What you have to do:
Report how many lines in the records that follow have the word "Task" in them, giving the number and nothing more.

Record set:
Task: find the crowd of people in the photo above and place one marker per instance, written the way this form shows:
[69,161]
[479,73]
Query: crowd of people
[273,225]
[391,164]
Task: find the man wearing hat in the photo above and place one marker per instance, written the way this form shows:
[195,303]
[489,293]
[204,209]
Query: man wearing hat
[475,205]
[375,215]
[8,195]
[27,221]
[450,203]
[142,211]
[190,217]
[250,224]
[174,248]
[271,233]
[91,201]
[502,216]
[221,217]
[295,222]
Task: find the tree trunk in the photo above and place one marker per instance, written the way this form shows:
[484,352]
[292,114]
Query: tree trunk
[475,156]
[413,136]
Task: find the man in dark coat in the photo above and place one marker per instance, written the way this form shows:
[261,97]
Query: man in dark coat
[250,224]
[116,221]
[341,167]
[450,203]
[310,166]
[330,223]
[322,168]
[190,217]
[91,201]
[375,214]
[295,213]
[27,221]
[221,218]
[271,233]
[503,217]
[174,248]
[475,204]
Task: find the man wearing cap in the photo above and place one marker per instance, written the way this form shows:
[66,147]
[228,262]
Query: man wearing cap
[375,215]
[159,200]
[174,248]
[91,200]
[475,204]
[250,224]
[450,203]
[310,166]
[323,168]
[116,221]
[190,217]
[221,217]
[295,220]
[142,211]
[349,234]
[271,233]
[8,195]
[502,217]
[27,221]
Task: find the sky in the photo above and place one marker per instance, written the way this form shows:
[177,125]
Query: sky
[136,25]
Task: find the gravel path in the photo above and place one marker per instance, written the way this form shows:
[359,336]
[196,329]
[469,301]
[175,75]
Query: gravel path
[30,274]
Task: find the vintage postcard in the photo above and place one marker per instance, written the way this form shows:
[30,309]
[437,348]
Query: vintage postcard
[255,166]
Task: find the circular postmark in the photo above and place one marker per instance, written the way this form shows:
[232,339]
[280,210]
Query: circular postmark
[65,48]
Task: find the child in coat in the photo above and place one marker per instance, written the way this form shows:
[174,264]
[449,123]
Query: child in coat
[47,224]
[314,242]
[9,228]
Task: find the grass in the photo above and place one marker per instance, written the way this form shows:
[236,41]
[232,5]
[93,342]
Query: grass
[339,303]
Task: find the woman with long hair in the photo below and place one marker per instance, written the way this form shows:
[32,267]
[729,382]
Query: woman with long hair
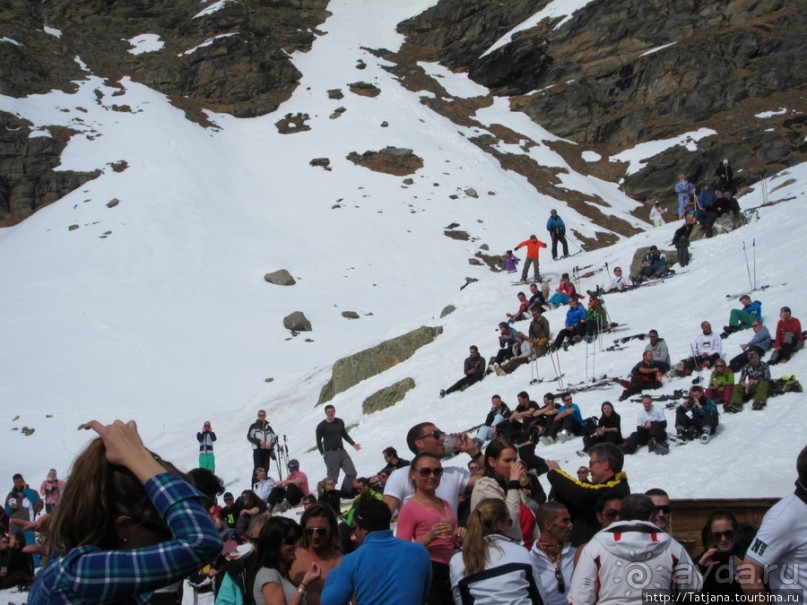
[609,428]
[486,547]
[127,524]
[502,480]
[276,551]
[428,520]
[718,563]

Result below:
12